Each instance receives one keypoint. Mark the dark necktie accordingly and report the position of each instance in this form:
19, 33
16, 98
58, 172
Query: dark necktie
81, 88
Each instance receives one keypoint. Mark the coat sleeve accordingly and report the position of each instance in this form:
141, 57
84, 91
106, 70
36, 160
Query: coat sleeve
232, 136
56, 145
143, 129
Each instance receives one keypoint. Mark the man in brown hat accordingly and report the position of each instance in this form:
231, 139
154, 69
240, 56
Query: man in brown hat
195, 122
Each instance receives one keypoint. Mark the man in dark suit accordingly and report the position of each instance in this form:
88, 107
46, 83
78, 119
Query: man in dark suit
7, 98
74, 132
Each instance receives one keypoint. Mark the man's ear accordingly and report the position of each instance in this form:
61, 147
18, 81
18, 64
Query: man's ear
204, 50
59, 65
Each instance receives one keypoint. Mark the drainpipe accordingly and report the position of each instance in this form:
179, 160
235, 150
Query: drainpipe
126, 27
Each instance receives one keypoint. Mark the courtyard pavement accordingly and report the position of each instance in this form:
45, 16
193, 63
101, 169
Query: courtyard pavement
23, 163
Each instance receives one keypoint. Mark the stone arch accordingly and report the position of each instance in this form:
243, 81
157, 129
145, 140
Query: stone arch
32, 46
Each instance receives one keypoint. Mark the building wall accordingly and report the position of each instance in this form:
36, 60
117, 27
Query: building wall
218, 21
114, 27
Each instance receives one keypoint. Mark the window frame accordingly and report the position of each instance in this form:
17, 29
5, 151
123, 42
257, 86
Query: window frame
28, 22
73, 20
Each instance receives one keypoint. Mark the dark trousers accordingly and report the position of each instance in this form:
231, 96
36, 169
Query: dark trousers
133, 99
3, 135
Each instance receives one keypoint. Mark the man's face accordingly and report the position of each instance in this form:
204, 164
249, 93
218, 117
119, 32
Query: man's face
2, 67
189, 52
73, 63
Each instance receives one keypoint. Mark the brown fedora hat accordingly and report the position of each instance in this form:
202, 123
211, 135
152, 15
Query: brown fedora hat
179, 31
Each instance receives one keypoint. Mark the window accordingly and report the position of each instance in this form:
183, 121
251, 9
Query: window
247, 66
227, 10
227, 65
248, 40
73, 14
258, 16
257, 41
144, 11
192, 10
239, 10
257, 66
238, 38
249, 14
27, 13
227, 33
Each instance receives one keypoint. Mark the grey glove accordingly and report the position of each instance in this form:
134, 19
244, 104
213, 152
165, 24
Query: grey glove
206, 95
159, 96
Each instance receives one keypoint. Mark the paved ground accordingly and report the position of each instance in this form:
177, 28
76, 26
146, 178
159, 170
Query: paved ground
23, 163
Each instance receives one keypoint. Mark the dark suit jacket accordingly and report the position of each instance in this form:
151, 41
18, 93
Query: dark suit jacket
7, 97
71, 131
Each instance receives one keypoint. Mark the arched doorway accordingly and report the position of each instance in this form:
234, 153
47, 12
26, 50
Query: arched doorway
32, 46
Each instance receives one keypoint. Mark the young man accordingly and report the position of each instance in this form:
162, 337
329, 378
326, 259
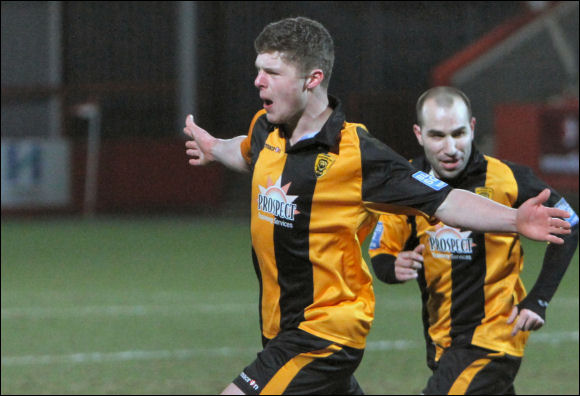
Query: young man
316, 180
470, 281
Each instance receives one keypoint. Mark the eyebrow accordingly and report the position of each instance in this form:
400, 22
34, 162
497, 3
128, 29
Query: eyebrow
436, 131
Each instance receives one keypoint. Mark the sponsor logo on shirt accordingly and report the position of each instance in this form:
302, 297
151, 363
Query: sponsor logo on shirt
376, 241
450, 243
274, 200
562, 204
272, 148
429, 181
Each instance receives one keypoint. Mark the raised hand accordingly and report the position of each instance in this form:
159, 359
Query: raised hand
539, 222
408, 262
200, 148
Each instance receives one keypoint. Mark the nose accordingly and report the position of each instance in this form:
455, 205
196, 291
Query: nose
260, 81
449, 146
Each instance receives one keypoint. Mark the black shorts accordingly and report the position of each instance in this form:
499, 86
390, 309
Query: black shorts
470, 370
296, 362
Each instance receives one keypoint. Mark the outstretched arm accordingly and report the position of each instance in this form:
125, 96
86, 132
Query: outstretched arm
464, 209
204, 148
531, 311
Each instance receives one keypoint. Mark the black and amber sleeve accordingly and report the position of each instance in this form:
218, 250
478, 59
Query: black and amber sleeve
391, 185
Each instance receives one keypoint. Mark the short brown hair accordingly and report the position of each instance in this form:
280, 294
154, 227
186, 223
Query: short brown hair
302, 41
444, 96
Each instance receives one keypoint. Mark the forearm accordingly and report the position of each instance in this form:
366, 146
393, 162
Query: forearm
227, 152
467, 210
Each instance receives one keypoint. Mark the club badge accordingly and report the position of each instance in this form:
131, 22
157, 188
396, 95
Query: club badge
322, 164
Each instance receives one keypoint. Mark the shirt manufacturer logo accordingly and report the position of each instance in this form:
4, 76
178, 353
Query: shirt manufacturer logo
253, 384
486, 192
429, 181
450, 243
322, 164
274, 200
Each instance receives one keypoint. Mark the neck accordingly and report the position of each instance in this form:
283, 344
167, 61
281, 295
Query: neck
312, 119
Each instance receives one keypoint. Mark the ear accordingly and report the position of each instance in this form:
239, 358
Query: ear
472, 125
314, 79
417, 132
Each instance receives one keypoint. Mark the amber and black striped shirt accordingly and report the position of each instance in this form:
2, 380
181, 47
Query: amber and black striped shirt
313, 204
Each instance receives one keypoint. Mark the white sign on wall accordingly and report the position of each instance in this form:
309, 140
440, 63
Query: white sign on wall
35, 173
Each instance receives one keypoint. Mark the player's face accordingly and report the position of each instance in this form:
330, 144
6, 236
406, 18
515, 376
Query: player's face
446, 136
282, 88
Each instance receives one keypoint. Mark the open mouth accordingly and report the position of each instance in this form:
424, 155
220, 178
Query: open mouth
450, 164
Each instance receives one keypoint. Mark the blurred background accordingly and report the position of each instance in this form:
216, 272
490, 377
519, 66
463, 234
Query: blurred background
94, 94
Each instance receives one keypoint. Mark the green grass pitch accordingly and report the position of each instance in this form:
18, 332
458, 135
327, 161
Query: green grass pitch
169, 306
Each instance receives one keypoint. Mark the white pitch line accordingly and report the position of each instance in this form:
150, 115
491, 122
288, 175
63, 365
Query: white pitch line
185, 308
184, 354
123, 310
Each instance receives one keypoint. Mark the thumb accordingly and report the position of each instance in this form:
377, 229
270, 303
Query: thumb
541, 197
419, 249
513, 315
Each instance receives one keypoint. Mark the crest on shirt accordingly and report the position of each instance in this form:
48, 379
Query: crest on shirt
486, 192
322, 164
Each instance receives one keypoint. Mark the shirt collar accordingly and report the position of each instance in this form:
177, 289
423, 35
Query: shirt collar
329, 134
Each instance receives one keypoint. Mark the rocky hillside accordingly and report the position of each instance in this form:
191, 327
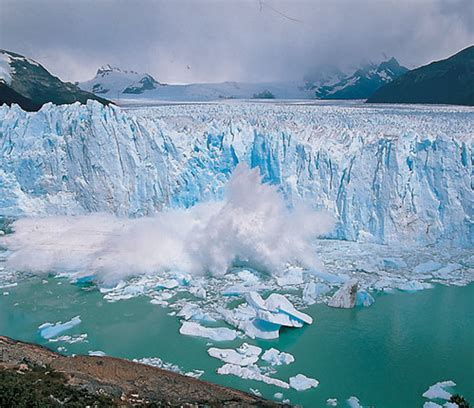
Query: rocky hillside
449, 81
103, 381
28, 84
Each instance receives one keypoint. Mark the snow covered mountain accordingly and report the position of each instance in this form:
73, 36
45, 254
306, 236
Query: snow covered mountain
386, 174
120, 85
27, 83
114, 81
449, 81
363, 82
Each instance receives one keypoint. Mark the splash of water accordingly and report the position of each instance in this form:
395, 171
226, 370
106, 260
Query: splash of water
251, 225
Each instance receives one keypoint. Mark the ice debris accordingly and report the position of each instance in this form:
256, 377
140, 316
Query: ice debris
353, 402
275, 357
314, 290
50, 330
251, 372
426, 267
438, 390
213, 333
345, 297
97, 353
364, 298
193, 312
245, 355
301, 383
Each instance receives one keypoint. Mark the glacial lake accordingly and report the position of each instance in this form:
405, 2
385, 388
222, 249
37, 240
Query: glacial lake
387, 355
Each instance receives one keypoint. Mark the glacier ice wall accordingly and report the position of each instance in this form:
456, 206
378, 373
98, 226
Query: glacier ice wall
389, 174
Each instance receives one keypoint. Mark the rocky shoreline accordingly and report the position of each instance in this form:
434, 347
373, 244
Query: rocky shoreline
107, 381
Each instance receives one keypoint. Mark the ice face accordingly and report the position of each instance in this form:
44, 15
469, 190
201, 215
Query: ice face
50, 330
438, 390
301, 383
212, 333
387, 174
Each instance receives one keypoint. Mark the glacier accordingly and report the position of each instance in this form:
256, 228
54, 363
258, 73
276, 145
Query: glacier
387, 174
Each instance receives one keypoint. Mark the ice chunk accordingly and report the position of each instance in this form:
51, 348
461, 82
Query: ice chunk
243, 356
50, 330
444, 273
167, 284
301, 383
438, 390
292, 276
193, 312
345, 297
97, 353
251, 372
214, 333
364, 298
275, 357
431, 404
394, 263
280, 304
314, 290
353, 402
426, 267
413, 286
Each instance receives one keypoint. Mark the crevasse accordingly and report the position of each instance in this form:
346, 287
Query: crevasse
391, 174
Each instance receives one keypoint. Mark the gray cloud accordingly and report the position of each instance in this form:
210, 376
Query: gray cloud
243, 40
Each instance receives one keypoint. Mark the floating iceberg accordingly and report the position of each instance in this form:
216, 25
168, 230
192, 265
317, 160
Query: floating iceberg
345, 297
214, 333
364, 298
97, 353
438, 390
251, 372
245, 355
276, 358
301, 383
50, 330
426, 267
354, 402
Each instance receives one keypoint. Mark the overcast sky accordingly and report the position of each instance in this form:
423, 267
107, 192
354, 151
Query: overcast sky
244, 40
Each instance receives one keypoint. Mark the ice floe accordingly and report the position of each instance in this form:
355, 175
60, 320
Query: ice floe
345, 297
243, 356
251, 372
438, 390
50, 330
301, 383
276, 357
212, 333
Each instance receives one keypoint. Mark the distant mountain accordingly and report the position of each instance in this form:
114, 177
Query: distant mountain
113, 81
449, 81
30, 85
132, 87
363, 82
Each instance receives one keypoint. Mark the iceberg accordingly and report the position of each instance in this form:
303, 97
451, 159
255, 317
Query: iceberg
251, 372
426, 267
301, 383
353, 402
438, 390
395, 175
345, 297
50, 330
245, 355
364, 298
214, 333
276, 357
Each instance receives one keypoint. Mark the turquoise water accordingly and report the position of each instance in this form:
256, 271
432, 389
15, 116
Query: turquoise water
386, 355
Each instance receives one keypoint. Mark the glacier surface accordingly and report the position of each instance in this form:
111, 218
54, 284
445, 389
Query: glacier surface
387, 173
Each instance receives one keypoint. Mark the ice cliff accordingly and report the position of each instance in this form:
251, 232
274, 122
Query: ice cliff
389, 174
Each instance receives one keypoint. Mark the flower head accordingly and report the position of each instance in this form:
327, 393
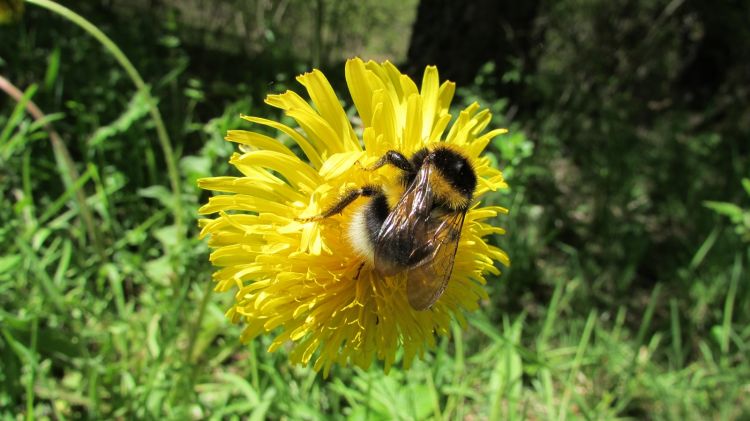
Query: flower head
305, 279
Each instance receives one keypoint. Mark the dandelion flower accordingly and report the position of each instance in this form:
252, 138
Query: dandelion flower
305, 281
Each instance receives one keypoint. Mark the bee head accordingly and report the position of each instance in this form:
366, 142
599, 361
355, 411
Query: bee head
455, 169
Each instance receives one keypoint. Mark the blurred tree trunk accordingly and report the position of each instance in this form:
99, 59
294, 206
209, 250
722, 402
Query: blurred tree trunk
461, 37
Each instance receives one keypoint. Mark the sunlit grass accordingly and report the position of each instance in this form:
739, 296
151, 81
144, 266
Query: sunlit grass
129, 328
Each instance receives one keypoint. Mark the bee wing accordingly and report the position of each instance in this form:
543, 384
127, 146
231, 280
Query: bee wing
427, 280
405, 230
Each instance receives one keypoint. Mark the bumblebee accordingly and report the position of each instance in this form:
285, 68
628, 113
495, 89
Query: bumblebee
416, 232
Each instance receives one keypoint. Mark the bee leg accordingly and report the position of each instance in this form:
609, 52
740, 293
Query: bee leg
344, 201
359, 270
394, 158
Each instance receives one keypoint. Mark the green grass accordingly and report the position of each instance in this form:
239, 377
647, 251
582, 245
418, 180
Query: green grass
122, 322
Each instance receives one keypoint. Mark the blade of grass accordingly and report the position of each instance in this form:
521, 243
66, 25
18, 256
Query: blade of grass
65, 163
582, 346
123, 60
676, 334
726, 325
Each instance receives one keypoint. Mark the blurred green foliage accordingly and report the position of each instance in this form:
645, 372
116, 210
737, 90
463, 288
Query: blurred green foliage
628, 291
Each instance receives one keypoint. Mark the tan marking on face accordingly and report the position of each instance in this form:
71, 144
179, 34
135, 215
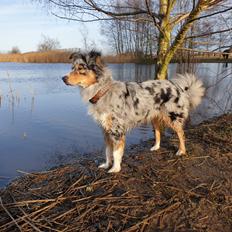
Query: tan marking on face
81, 76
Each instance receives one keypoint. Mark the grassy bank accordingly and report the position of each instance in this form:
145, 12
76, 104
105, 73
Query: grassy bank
62, 56
155, 191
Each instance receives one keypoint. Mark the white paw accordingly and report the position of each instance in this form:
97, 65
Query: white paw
180, 153
104, 165
155, 147
114, 169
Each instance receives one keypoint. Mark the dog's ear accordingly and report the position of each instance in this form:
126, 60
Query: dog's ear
96, 57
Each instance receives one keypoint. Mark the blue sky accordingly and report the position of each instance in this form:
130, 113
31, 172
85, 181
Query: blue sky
22, 24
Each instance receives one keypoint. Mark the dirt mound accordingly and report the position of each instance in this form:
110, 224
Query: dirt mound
155, 191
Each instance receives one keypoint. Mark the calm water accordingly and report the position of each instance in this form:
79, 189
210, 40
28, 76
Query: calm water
44, 122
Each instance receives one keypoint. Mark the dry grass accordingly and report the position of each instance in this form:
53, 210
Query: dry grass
154, 191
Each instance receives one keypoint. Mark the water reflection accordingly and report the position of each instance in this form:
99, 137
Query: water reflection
44, 123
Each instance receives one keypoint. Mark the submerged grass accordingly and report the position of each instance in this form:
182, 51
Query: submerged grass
153, 192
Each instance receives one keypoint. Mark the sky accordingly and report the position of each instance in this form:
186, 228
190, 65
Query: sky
23, 24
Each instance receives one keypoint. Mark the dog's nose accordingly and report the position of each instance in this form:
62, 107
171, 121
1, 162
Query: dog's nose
64, 78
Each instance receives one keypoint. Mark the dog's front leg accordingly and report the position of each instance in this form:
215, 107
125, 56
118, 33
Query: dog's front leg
108, 151
156, 128
118, 150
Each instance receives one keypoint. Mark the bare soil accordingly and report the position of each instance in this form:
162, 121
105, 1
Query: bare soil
155, 191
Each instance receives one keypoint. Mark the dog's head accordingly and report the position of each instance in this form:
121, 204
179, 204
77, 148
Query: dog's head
87, 68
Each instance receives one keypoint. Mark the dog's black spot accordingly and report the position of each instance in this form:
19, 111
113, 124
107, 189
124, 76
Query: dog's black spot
176, 100
165, 96
127, 93
140, 85
136, 102
154, 85
174, 115
147, 113
150, 90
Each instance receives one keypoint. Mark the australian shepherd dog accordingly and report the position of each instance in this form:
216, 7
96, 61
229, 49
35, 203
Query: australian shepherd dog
120, 106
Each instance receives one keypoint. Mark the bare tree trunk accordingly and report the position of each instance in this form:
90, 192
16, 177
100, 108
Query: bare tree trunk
163, 40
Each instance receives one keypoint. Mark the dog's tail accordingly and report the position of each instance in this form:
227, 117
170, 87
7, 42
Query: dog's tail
193, 86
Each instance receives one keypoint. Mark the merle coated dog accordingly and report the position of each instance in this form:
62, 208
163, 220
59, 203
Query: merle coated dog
119, 107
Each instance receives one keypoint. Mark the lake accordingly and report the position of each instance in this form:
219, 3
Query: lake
44, 122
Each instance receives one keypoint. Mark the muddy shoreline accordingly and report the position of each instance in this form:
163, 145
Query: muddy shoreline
155, 191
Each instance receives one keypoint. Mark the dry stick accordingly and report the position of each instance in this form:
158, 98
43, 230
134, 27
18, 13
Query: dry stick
14, 221
32, 225
27, 221
21, 203
177, 204
33, 213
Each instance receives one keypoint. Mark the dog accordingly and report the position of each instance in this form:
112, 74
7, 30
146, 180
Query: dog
120, 106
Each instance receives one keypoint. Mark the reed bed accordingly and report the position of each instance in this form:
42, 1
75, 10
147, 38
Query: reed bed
58, 56
62, 56
153, 192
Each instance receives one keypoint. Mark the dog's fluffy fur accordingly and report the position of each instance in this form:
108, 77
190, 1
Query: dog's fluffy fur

• About this exercise: Find every line in the records that has the word "fluffy". Copy those lines.

• Task answer:
Each instance receives one keypoint. Mark the dog's fluffy fur accordingly and report the position of each instance in this form:
Query: dog's fluffy fur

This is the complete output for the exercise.